**EXCERPTED PASSAGE**

━━━━━━━━━━━━━━━━━━━━

Frank J. Gaffney Jr. (born April 5, 1953) is an American anti-Muslim conspiracy theorist and the founder and president of the Center for Security Policy. In the 1970s and 1980s, he worked for the federal government in multiple posts, including seven months as Acting Assistant Secretary of Defense for International Security Affairs during the Reagan administration.

Early life
Gaffney was born in Pittsburgh, Pennsylvania in 1953 to Virginia Gaffney (née Reed) and Frank J. Gaffney. His father was a classical music aficionado and long-time partner at the law firm of Thorp, Reed & Armstrong, which was founded by his wife's father, Earl Reed. (It merged in 2013 with Clark Hill PLC.) Gaffney's grandfather, Joseph Gaffney, was a city solicitor of Philadelphia. In the early twentieth century in that city, as a known Catholic, he faced opposition from nativist Protestant groups in the city alleged that Catholics were "gaining control of American institutions while rewriting the nation's history".

In 1975, Gaffney graduated from the Edmund A. Walsh School of Foreign Service of Georgetown University with a Bachelor of Science in Foreign Service. He received his graduate degree from Johns Hopkins University's Paul H. Nitze School of Advanced International Studies.

Career
Gaffney began his government career in the 1970s, working as an aide in the office of Democratic Senator Henry M. Jackson, under Richard Perle. From August 1983 until November 1987, Gaffney held the position of Deputy Assistant Secretary of Defense for Nuclear Forces and Arms Control Policy in the Reagan Administration, again serving under Perle.

In April 1987, Gaffney was nominated to the position of Assistant Secretary of Defense for International Security Affairs. He served as the acting Assistant Secretary for seven months. During this time, despite his official post, he was excluded by senior Reagan administration officials from the then-ongoing arms control talks with the Soviet Union. Gaffney was ultimately forced out of the Pentagon; The Washington Post observed at the time that within four days of Frank Carlucci's appointment as Secretary of Defense, "Gaffney's belongings were boxed and he was gone". Following his departure from government, he immediately set about criticizing Ronald Reagan's pursuit of an arms control agreement with the USSR.

Gaffney contributes to the conservative media site Newsmax. Gaffney wrote a column for The Washington Times from 2012 to 2016, and for Jewish World Review from 2000 to 2013. He is also the host of Secure Freedom Radio, a nationally-syndicated radio program and podcast which has featured guests such as Newt Gingrich, John R. Bolton, and white nationalist Jared Taylor. Gaffney is the vice-chair of the Committee on the Present Danger and has been described as part of a "new red scare" of anti-Chinese sentiment in the United States.

On December 12, 2020, at the far-right, pro-Trump Jericho March, Gaffney announced he was launching a new political party called the Great America Party (GAP). The GAP, Gaffney, and the Jericho March all claim, without evidence that the 2020 presidential election was stolen from Donald Trump.

━━━━━━━━━━━━━━━━━━━━

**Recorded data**
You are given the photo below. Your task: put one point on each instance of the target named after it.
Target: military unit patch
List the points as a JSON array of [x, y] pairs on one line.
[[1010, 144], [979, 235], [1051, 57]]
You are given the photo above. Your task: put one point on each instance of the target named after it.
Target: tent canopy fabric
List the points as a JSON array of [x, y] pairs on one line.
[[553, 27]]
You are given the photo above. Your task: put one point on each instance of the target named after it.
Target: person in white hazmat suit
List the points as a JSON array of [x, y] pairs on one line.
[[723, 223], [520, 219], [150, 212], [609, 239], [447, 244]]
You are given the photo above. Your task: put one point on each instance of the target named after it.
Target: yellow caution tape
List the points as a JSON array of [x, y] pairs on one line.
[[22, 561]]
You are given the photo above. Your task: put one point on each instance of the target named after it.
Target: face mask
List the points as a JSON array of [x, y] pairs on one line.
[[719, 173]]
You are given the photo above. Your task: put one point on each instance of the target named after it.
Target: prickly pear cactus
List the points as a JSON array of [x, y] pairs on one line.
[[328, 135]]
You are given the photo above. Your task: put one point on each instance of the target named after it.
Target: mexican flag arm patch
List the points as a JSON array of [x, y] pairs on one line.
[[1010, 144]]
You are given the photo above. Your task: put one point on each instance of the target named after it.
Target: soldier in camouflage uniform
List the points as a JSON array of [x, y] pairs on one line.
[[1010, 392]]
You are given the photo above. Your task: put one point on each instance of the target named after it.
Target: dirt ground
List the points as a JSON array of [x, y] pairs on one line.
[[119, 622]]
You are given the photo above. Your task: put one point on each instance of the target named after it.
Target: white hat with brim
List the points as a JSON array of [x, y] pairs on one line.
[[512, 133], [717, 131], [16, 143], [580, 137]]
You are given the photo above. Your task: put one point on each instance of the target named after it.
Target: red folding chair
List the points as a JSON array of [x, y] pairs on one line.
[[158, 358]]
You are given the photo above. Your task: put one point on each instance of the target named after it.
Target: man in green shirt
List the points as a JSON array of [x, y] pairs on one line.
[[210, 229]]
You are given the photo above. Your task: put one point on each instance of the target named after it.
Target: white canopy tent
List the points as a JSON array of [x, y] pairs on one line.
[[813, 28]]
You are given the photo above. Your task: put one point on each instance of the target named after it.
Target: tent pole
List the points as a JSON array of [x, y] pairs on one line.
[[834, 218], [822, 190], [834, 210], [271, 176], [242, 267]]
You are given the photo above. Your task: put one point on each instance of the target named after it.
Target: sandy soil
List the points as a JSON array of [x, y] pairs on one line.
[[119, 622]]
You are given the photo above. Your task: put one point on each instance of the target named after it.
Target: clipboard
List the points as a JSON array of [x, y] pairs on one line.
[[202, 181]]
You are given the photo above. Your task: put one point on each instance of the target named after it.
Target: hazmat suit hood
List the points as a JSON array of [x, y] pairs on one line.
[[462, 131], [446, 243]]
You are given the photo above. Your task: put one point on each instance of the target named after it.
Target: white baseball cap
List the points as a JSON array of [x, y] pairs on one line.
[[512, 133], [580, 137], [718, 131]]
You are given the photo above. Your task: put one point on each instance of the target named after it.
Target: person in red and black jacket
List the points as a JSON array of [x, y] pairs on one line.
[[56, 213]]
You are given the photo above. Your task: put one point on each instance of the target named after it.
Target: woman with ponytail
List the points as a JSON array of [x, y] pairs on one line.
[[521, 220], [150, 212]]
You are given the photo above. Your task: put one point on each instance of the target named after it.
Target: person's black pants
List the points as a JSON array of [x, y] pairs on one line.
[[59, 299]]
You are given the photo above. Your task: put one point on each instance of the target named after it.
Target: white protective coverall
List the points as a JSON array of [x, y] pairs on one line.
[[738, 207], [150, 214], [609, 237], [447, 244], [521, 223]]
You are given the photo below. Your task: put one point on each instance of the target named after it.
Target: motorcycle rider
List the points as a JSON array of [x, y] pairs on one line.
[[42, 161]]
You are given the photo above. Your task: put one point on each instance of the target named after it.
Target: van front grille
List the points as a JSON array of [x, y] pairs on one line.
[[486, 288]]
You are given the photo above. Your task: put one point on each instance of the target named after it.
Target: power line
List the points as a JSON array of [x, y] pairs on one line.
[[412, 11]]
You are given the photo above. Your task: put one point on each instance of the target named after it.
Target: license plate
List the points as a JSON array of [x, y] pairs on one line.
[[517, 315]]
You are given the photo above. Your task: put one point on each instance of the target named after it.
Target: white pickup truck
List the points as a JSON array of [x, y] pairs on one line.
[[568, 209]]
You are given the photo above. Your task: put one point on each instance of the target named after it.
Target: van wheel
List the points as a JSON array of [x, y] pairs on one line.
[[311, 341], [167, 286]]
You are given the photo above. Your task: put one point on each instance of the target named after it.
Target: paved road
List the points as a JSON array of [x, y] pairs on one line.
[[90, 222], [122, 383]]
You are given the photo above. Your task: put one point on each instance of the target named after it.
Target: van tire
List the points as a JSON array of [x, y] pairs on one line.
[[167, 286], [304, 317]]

━━━━━━━━━━━━━━━━━━━━

**EXERCISE**
Continue the biography of Frank J. Gaffney Jr. from the point where it ends, beginning after its final sentence.

**ANSWER TO THE EXERCISE**
Center for Security Policy

In 1988, Gaffney established the Center for Security Policy (CSP), a Washington, D.C.-based national security think tank that has been widely described as engaging in conspiracy theorizing by a range of individuals, media outlets and organizations. Its activities are focused on exposing and researching perceived jihadist threats to the United States. The Center has been described as "not very highly respected" by BBC News and "disreputable" by Salon. It has faced strong criticism from people across the political spectrum, but has also had its reports cited by political figures such as US President Donald Trump and former Congresswoman Michele Bachmann. CSP has been described as an "extremist think tank" by the Center for New Community. In 2016, the CSP was classified by the Southern Poverty Law Center (SPLC) as a hate group. The SPLC describes Gaffney as "one of America’s most notorious Islamophobes". Gaffney and the CPS have also been described as part of the counter-jihad movement.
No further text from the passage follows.